### EXERCISE OBJECTIVE
Change every "marker" to "pin" in the records below and write them out again, leaving all other text unchanged.

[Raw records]
┌──

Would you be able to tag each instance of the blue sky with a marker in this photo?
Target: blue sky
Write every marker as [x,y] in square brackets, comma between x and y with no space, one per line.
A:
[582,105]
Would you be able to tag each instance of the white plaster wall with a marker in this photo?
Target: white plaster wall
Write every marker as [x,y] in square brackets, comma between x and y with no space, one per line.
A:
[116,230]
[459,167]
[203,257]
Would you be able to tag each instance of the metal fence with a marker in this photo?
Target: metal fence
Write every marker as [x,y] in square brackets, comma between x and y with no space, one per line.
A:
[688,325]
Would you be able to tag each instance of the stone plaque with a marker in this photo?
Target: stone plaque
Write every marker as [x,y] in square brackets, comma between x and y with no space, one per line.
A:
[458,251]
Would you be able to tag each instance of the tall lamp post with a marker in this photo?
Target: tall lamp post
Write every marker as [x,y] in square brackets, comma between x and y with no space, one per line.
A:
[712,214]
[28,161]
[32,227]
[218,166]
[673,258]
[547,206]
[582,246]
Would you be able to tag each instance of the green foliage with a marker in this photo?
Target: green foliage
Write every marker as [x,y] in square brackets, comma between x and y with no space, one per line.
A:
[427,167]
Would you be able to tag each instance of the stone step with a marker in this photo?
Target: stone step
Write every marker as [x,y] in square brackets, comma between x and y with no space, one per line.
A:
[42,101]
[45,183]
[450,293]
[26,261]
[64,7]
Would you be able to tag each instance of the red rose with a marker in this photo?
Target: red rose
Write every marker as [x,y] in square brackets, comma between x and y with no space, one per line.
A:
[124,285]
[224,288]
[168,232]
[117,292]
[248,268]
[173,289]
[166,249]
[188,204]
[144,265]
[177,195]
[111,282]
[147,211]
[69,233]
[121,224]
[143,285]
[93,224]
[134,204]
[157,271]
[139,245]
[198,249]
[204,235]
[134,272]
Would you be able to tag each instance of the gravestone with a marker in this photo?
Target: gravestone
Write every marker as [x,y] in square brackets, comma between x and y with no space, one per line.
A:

└──

### RESULT OF THE EXERCISE
Would you be able to tag each instance of the blue sky with a pin in this photo?
Target: blue sky
Write every pin as [x,y] in square brackets, comma between x and y with no space, one per line.
A:
[582,105]
Would you be able to tag each instance of the white plaster wall with a pin in this photo?
Target: white plaster wall
Write every pin as [x,y] in square brackets, comma between x and y with no space, one per line.
A:
[116,230]
[459,167]
[203,257]
Would you be able to tag each instance of the metal fence with a pin in this photo?
Target: metal fence
Write every pin as [x,y] in square brackets, comma between x and y with no space, one per line.
A:
[688,325]
Would you be able to tag each instance of the stone plaque with a pin in this photo?
Target: stone plaque
Write every pin as [x,y] in square brackets, comma between x and y with no space, one per line.
A:
[458,251]
Would you be able to tag each instance of the tall lamp post with a pin in this photo?
Target: tall lamp post
Write every pin as [x,y] in square brackets, comma between x and y with no space, one per line.
A:
[712,214]
[28,161]
[32,227]
[218,166]
[673,258]
[547,206]
[582,246]
Would you be able to tag each instance of the green foliage with a pin in this photo?
Target: green foliage
Write every pin as [x,y] in square brackets, comma between x and y with no space, one per line.
A:
[427,167]
Would you be able to tag each instance of the stone step with a pin in this photo?
Target: stone step
Write every pin as [x,y] in square brackets, comma between x and y with no space, one per line.
A:
[42,101]
[45,183]
[450,293]
[26,261]
[64,7]
Would you be able to tag each instance of the red rose with a pin in this photo?
Target: red rose
Write every pin as [x,y] in square brackets, comma between x and y with no space, one per line.
A:
[124,285]
[224,288]
[168,232]
[117,292]
[248,268]
[173,289]
[166,249]
[188,204]
[144,265]
[177,195]
[111,282]
[147,211]
[69,233]
[121,224]
[143,285]
[93,224]
[134,204]
[157,271]
[139,245]
[198,249]
[204,235]
[134,272]
Would you be able to tag each instance of the gravestone with a pin in this photo?
Target: gravestone
Write every pin as [x,y] in square brackets, comma between x and y with no space, one per line.
A:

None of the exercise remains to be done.